● Task goal: Every line of the following records that includes "Request" should be copied.
-------- Given data
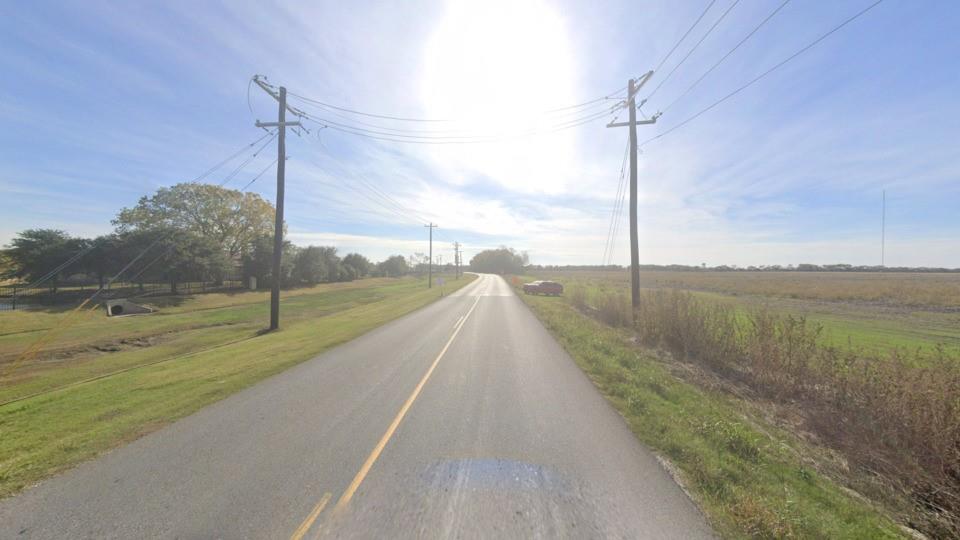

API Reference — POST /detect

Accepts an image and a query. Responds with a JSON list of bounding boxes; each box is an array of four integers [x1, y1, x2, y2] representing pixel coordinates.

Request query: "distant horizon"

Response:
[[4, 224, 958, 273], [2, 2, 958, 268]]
----------------
-------- Given data
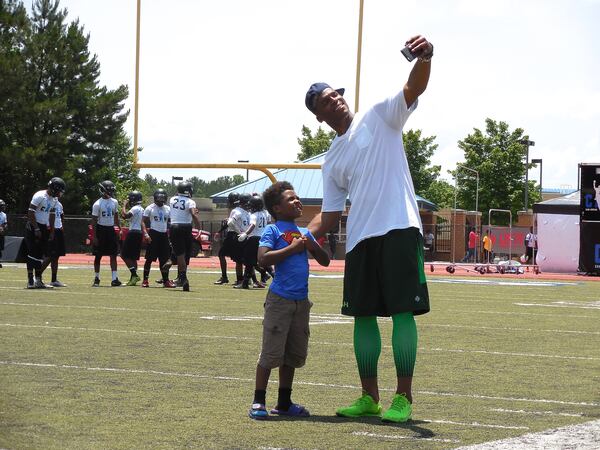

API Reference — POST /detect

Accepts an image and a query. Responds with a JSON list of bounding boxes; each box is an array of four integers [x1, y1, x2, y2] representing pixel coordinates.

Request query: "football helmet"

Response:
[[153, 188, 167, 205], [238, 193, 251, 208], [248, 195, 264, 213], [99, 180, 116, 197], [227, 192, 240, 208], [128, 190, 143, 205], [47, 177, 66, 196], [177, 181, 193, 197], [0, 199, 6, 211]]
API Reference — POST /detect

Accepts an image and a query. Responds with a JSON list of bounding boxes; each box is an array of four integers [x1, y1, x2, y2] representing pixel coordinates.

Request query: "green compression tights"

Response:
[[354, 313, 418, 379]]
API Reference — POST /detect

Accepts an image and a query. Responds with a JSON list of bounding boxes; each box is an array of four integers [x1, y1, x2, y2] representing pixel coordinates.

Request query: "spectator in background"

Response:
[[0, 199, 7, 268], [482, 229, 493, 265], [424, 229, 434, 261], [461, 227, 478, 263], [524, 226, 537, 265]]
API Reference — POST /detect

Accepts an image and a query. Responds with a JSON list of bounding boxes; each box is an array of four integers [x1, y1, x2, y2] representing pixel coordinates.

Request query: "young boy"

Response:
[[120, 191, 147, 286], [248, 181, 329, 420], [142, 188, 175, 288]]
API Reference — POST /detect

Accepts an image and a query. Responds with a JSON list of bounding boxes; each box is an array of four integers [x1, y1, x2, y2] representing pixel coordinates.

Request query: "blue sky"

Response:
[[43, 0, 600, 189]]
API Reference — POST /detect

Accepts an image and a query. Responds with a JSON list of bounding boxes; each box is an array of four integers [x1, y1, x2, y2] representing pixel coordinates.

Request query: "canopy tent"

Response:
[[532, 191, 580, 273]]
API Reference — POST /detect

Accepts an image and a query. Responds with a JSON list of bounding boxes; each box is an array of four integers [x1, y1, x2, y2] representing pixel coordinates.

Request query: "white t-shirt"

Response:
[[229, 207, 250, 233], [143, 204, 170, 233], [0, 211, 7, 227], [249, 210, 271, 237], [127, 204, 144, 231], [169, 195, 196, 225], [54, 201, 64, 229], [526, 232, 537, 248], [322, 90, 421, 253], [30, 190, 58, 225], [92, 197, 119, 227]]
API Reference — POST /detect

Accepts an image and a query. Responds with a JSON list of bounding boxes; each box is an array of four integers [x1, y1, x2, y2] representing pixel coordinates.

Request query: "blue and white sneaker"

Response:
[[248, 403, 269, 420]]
----------------
● Answer below:
Request query: "distant horizon"
Request query: "football helmet"
Request query: "green compression tights"
Request query: "spectator in background"
Request query: "young boy"
Request query: "blue sky"
Request query: "canopy tent"
Request query: "white t-shirt"
Request query: "blue and white sneaker"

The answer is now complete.